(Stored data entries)
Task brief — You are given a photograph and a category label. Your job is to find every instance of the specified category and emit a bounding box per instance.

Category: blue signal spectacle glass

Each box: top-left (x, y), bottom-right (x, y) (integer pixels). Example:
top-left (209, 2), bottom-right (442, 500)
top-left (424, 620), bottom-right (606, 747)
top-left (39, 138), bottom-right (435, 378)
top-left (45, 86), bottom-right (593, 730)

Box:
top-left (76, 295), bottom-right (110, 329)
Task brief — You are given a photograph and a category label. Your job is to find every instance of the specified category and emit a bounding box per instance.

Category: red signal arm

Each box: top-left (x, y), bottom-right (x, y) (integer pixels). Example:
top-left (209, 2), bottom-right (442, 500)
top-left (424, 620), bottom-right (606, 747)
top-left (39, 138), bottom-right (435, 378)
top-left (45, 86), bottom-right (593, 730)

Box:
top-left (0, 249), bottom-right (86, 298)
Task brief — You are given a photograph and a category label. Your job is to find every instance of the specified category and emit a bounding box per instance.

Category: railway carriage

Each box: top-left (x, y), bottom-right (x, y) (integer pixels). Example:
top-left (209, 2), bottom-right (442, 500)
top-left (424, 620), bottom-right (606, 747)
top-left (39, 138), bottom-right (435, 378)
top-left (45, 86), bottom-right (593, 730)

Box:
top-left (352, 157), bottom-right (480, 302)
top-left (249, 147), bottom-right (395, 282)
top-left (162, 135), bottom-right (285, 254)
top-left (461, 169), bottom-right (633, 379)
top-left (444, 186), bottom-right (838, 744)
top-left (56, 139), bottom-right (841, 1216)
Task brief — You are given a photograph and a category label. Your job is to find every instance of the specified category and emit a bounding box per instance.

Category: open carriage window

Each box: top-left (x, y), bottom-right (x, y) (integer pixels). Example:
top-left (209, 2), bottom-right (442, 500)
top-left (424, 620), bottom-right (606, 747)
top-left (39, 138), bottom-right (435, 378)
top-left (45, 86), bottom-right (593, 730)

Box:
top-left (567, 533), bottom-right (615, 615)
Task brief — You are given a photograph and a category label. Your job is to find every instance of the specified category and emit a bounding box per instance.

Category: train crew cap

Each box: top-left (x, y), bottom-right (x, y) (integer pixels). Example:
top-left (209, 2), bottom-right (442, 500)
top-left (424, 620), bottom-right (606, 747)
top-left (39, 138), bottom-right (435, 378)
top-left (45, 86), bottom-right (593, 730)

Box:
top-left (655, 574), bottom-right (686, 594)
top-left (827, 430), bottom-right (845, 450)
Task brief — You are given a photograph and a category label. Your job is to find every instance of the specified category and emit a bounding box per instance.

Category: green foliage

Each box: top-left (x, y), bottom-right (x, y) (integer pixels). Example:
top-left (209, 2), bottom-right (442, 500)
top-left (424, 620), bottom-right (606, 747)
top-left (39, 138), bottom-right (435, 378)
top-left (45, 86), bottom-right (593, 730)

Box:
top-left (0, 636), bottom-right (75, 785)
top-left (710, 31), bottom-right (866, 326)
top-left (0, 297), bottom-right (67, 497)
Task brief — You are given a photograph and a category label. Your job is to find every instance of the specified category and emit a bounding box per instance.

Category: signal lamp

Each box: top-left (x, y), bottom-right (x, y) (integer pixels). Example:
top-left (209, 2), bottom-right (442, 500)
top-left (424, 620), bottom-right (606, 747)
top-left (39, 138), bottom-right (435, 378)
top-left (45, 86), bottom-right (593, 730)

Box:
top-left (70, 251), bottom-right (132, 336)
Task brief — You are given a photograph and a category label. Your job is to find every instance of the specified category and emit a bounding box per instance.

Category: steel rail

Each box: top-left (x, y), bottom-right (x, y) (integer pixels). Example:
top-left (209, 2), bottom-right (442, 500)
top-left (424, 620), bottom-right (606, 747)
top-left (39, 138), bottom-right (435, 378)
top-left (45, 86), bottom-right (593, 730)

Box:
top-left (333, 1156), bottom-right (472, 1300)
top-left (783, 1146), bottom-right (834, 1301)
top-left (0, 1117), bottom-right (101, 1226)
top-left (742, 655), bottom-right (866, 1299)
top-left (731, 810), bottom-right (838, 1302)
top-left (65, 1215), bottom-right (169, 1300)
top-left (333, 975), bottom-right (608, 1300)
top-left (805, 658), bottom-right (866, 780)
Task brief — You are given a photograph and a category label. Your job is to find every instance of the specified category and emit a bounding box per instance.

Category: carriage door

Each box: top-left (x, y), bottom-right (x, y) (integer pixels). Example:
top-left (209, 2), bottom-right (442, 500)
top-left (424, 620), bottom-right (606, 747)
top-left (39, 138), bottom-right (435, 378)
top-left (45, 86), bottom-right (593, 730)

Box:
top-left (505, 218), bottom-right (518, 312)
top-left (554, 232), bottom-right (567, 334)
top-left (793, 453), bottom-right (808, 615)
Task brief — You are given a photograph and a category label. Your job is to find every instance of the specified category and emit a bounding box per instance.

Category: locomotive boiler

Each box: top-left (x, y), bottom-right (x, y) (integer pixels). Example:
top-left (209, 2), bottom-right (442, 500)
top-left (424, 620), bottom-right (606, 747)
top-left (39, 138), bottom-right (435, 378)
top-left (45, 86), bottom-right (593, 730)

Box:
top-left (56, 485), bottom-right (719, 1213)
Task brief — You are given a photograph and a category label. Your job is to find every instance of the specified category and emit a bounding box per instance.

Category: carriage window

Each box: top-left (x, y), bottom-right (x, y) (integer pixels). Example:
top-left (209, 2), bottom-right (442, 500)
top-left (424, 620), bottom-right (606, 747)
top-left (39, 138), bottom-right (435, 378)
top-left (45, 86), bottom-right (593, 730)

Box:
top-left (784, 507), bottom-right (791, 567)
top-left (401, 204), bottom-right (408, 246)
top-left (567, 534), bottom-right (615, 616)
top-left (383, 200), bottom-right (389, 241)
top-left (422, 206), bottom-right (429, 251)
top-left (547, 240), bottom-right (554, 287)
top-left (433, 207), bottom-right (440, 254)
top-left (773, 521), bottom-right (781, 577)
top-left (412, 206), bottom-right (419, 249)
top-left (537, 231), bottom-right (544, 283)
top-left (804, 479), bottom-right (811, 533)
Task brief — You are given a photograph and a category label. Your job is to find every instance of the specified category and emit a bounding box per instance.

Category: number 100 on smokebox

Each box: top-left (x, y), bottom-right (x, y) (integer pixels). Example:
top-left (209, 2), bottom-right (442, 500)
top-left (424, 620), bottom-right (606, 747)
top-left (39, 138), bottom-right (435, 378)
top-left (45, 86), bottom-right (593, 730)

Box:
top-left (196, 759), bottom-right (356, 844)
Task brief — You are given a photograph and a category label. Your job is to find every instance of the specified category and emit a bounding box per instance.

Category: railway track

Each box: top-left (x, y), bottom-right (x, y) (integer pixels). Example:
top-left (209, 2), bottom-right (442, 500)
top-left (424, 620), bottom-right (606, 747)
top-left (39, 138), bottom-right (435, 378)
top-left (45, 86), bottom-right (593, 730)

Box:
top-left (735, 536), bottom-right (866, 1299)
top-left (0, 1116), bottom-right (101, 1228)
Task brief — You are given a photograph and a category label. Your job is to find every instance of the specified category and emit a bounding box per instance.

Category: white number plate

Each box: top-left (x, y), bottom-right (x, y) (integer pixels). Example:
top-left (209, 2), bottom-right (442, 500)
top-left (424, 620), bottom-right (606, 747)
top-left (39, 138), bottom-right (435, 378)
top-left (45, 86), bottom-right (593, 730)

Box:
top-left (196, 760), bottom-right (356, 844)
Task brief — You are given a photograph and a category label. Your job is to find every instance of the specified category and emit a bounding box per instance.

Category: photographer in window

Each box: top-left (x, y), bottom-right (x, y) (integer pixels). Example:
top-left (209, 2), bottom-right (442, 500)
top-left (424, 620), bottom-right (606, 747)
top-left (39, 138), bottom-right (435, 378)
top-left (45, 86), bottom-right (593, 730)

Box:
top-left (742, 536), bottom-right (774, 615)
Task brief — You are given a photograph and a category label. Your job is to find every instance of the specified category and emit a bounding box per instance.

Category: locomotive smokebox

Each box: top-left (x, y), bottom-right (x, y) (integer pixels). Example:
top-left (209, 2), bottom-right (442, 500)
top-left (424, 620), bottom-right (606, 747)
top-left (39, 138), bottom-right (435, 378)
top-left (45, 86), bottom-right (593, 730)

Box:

> **What the exercise asks**:
Restate word for word the lines above, beginning at the first one and ending at the line that carries "Category: railway carriage".

> **Output for this task**:
Task brief — You are given a photograph and a category label. Your job is to find every instance of the specified category and emit a bounding box per instance.

Category: blue signal spectacle glass

Each box: top-left (x, y), bottom-right (x, y) (integer pixels). Example:
top-left (209, 2), bottom-right (442, 500)
top-left (424, 620), bottom-right (606, 747)
top-left (39, 138), bottom-right (435, 378)
top-left (45, 86), bottom-right (593, 730)

Box:
top-left (76, 295), bottom-right (110, 329)
Task brief — You are given a photograph and a category label. Your job is to find every instance of the specified category and emit a bounding box per instance.

Category: red signal arm

Each box: top-left (x, y), bottom-right (x, y) (integer pixels). Example:
top-left (209, 2), bottom-right (442, 500)
top-left (424, 620), bottom-right (606, 747)
top-left (39, 138), bottom-right (435, 378)
top-left (45, 86), bottom-right (593, 730)

Box:
top-left (0, 249), bottom-right (86, 298)
Task brief — You are given a photograph and a category label. Your job is to find every instance of the specified category and emit a bounding box per instance.

Category: railway carriage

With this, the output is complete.